##### TEXTE AFFICHÉ #####
Je viens donc vous appeler à être à la hauteur de ce grand rendez-vous. Ce discours ne doit pas être comme les autres car il est une opportunité pour fixer un cap nouveau à tout un peuple, pour donner un nouvel élan à toute la nation. L’ossature de vos discours habituels est connue. Il peut se résumer en trois points majeurs:

Dans un premier temps, vous félicitez l’amélioration de la situation financière et économique, alors que ce sont des mouvements insignifiants pour relancer le pays; vous tentez de justifier les contre-performances de l’État par l’alibi de la crise mondiale alors qu’un diagnostique spécifique et objectif s’impose pour le Congo en vue d’un véritable palliatif; vous fustigez les anti-valeurs alors que vous savez bien qu’aucune action pertinente ne s’en suivra: pour preuve, les slogans brandis à cet effet font l’objet de raillerie tant dans la salle pendant que vous vous exprimez, que dans la société dans le quotidien des populations.
##### DONNÉES FOURNIES #####
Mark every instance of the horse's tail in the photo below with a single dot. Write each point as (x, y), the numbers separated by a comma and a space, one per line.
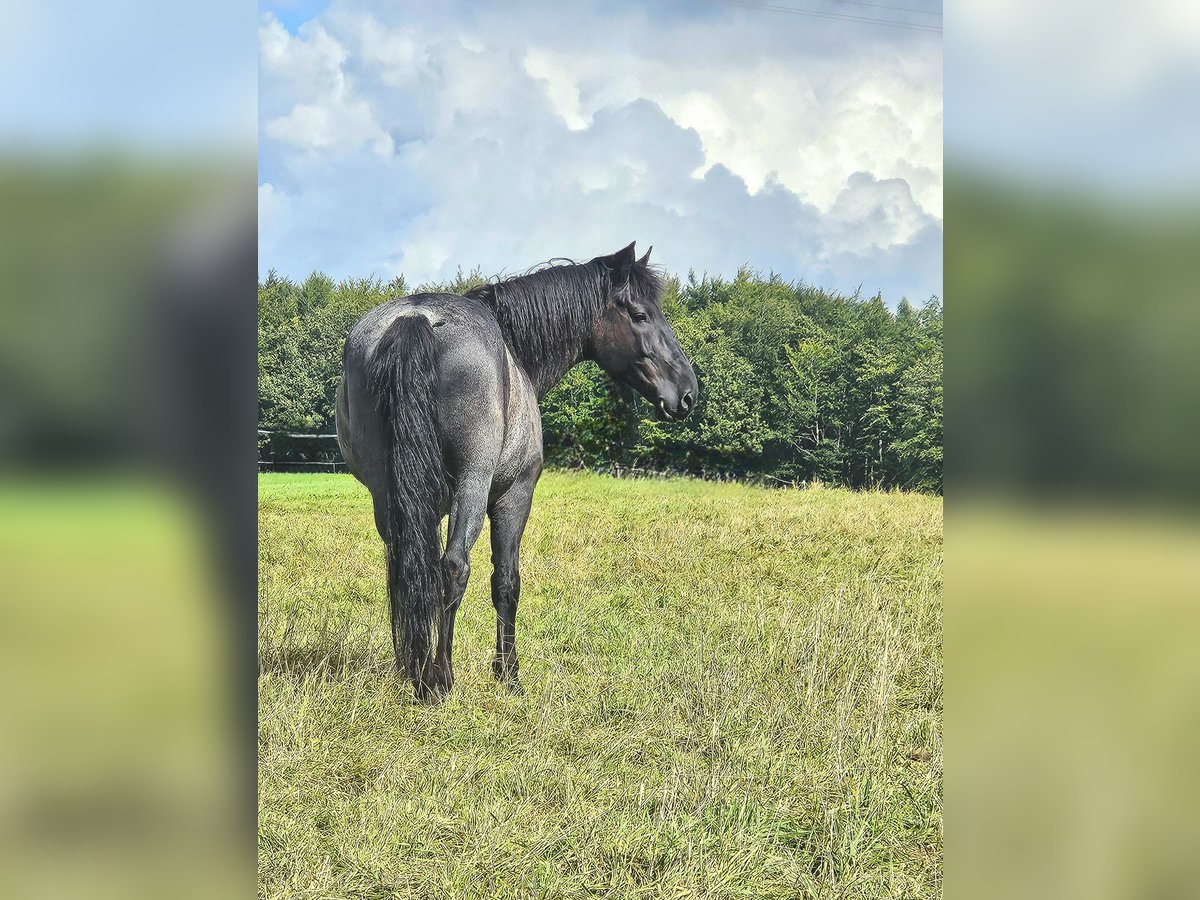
#####
**CONSIGNE:** D'après le texte affiché, par quel alibi les discours habituels justifient-ils les contre-performances de l'État ?

**RÉSULTAT DE L'EXERCICE:** Par l'alibi de la crise mondiale.